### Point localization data
____
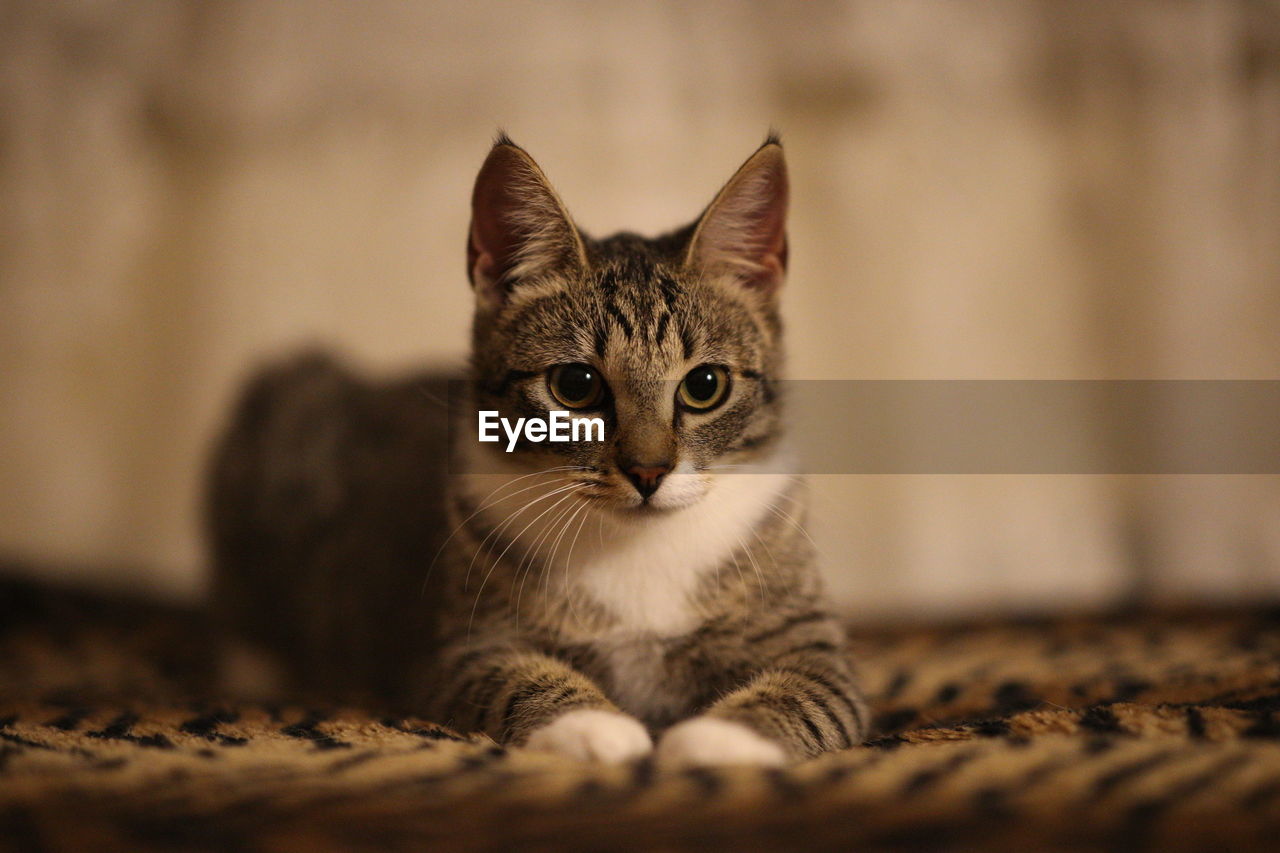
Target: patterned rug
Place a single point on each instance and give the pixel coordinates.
(1120, 731)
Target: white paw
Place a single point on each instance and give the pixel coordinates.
(593, 735)
(707, 740)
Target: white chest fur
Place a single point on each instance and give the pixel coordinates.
(644, 571)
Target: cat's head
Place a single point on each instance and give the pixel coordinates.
(672, 341)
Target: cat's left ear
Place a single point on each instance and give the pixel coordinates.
(744, 232)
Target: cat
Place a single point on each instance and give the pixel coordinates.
(653, 592)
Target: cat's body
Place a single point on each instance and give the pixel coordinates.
(592, 594)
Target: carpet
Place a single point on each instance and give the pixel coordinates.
(1134, 730)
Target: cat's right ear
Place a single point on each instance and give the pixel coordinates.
(520, 229)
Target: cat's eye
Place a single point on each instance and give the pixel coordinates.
(576, 386)
(704, 387)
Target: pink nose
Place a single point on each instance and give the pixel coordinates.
(648, 478)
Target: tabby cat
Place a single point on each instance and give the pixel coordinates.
(653, 592)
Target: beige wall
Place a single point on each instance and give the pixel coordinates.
(983, 190)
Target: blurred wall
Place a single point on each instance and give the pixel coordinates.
(981, 190)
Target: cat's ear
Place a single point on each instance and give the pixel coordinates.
(519, 226)
(744, 232)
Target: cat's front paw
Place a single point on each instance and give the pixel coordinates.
(707, 742)
(593, 735)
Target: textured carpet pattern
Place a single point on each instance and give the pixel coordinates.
(1125, 733)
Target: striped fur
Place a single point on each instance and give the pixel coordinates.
(565, 610)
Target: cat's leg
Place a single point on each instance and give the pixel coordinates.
(536, 701)
(804, 702)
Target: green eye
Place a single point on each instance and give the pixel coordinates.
(576, 386)
(704, 387)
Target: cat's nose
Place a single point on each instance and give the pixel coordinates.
(647, 477)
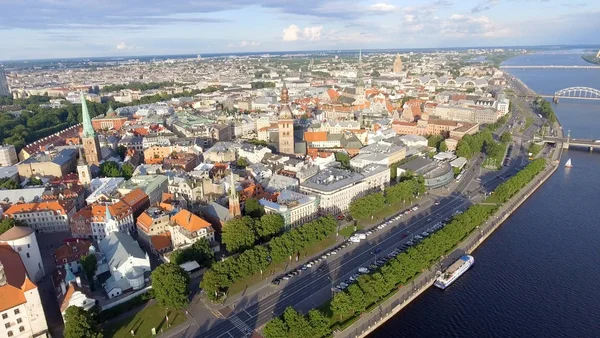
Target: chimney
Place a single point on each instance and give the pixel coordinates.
____
### Try it
Output the data above without changes, apart from leaving out the pictures.

### Your response
Target: patterned rug
Place a single point on each instance and give the pixel coordinates.
(1120, 731)
Target: white paw
Place a single point on each instance and give the pixel coordinates.
(593, 735)
(707, 740)
Target: white chest fur
Place a single point on each instance and give the pixel coordinates.
(644, 571)
Target: cat's head
Place a single point on each instance and give the pixel coordinates.
(672, 341)
Target: cat's left ear
Place a single point on each instance and give the pixel coordinates.
(744, 232)
Target: cat
Place a single point on each instance and give the pixel coordinates.
(653, 592)
Target: cat's body
Place a single point on each instance and give the pixel coordinates.
(592, 594)
Target: carpet
Place a single point on each instance and give the pixel coordinates.
(1134, 730)
Target: cat's right ear
Place a single point on each instance and give the pixel coordinates.
(520, 229)
Target: cat's eye
Place a single point on each instance and give the pixel coordinates.
(576, 386)
(704, 387)
Target: pink nose
Place a single point on each instance and give the pixel coordinates.
(648, 478)
Target: tabby cat
Place a single point on each instance and give the pixel coordinates.
(653, 592)
Target: beige wall
Place a single point on each instance and give the pixel coordinates.
(983, 190)
Target: blurred wall
Place a single point on each instance and give the pixel coordinates.
(981, 190)
Target: cat's ear
Place a single point on each instance and give the pixel coordinates.
(519, 226)
(744, 232)
Target: cat's front paw
Place a single point on each instance and give the pixel coordinates.
(707, 742)
(593, 735)
Target: textured carpet pattern
Place a single point on each instance and give the pixel coordinates.
(1125, 733)
Target: striped fur
Place a single point on each instance and give the pixel coordinates.
(565, 610)
Target: cat's leg
Place a single point on each instance and give the pixel coordinates.
(536, 701)
(804, 702)
Target: green eye
Place a single point on each instance and give the pixel coordinates.
(576, 386)
(704, 387)
Target: cat's nose
Place a single point on each instance and give the pixel coordinates.
(647, 477)
Target: chimney
Place a single point on each instance and give the pixel coordinates.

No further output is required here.